Dataset entries:
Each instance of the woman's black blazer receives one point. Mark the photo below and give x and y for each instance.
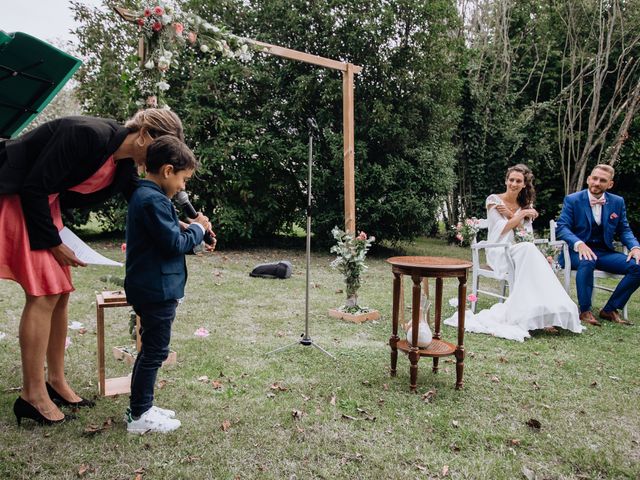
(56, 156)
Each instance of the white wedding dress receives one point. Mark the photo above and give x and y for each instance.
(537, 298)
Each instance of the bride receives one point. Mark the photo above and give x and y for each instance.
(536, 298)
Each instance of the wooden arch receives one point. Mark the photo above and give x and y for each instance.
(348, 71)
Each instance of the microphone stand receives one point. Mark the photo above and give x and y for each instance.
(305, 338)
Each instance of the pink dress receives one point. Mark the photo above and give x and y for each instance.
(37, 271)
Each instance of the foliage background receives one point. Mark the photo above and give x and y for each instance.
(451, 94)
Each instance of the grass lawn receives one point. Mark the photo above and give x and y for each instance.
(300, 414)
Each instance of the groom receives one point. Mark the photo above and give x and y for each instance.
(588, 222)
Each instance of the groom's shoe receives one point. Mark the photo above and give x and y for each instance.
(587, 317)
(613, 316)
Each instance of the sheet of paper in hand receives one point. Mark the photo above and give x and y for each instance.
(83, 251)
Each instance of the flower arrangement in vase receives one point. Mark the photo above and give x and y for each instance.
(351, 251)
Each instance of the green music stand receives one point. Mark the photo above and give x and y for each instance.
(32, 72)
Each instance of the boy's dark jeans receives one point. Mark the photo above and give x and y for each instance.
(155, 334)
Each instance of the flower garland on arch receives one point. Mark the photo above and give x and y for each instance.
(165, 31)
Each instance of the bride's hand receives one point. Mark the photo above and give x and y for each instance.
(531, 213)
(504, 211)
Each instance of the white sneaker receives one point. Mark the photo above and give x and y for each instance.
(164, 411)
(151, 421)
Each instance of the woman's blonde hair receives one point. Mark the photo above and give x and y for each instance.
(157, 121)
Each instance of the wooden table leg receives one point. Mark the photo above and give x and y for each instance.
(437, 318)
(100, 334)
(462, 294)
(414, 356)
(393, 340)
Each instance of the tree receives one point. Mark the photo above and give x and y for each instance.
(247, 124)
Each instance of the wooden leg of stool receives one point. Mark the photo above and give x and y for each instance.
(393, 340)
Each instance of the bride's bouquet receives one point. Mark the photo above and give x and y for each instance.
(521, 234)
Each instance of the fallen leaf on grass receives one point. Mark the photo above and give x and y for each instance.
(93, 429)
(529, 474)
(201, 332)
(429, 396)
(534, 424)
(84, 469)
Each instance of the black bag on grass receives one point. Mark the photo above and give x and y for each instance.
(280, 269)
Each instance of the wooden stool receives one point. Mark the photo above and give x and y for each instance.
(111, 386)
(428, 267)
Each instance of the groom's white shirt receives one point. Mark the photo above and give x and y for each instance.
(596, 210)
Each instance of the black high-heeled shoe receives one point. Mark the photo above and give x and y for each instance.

- Work item: Each line above has to be returned exactly. Drop the pictures.

- Solved problem:
Each instance of the woman's black blazer receives one point. Mark the photo below and give x and y for each instance.
(56, 156)
Each instance of the white wedding dress receives one point. Mark the photo above and give x and y for each instance.
(537, 298)
Each instance of the bride receives one point. Mark the photo above and give x and y for each instance.
(536, 298)
Each instance of the wooden arch receives one point. Mark the photo above and give x and y for each instance.
(348, 71)
Each instance of the microphone stand receives one point. Mark the photo above and give x and y for each instance.
(305, 338)
Each instance of the pink dress receives one point. Mark the photo above and give x and y for each instance.
(37, 271)
Each instance of the foliage background receives one point. Mark the photo above and give x and y for each instance.
(451, 94)
Each instance of the grass lawn receives one point. Mark the photo above and give x and y for each instance.
(300, 414)
Each instance of the groom receives one point. Mark the photo above and give x and y for each instance.
(588, 222)
Each instance of the groom's shoe receives one point. Mark the photo above and give x and y for each instance.
(587, 317)
(613, 316)
Each instance of the sheet of paper in hand receives one point. Mark the photo above and give x and y for each instance.
(83, 251)
Each instance of the flower arrangement in vase receives one point. Mark the photo above and give x and y for each instance.
(351, 251)
Each instance of the green music stand receives one point. Mark the photo above and give x and y for each instance.
(32, 72)
Each instance of the boy's dark jeans receives one point. Mark the photo above and give x and y for each instance.
(155, 334)
Each instance of the flower garland on arch receives one point. Mark the photo above and give x and y for each instance.
(165, 31)
Each instance of the bride's hand receives one point. Mark the photo above and give x and y for each instance.
(531, 213)
(504, 211)
Each instance of the white sneaker receives one point. Mark the photo above and give x and y for each instance.
(164, 411)
(151, 421)
Each instance of the woman's blonde hair receives one point. Mark the photo above and give x and y for each instance.
(157, 121)
Each instance of the wooden table leg receives one point. Mark the photo above and give x and y for each instance.
(437, 318)
(100, 334)
(462, 294)
(414, 356)
(393, 340)
Each instance of the tree receives one point. Mark the photo above and give x and y for each instance.
(247, 124)
Each instance of the wooden leg of stool receives one point. Mark the photo above and give x and y for each instance.
(393, 340)
Each instance of the bride's bouquet receives one point. Mark the photo above and give x and y for each instance.
(521, 234)
Each instance of the fallen leaf on grass receives one point. Mark the photo above and give x and y for each instance.
(93, 429)
(529, 474)
(201, 332)
(429, 396)
(534, 424)
(84, 469)
Each instance of the black bag on grass receives one point. Mark the photo above and give x and y for each instance.
(280, 269)
Each instance of the wooden stool receives one point. Mark the photo above and give x and y for each instance.
(111, 386)
(428, 267)
Each instance of the groom's white shirt receives one point. Mark the photo above and give x and y for each instance.
(596, 210)
Each instance of the black high-heeled shoe receives one point. Mark the photo above and give x and y for each instance.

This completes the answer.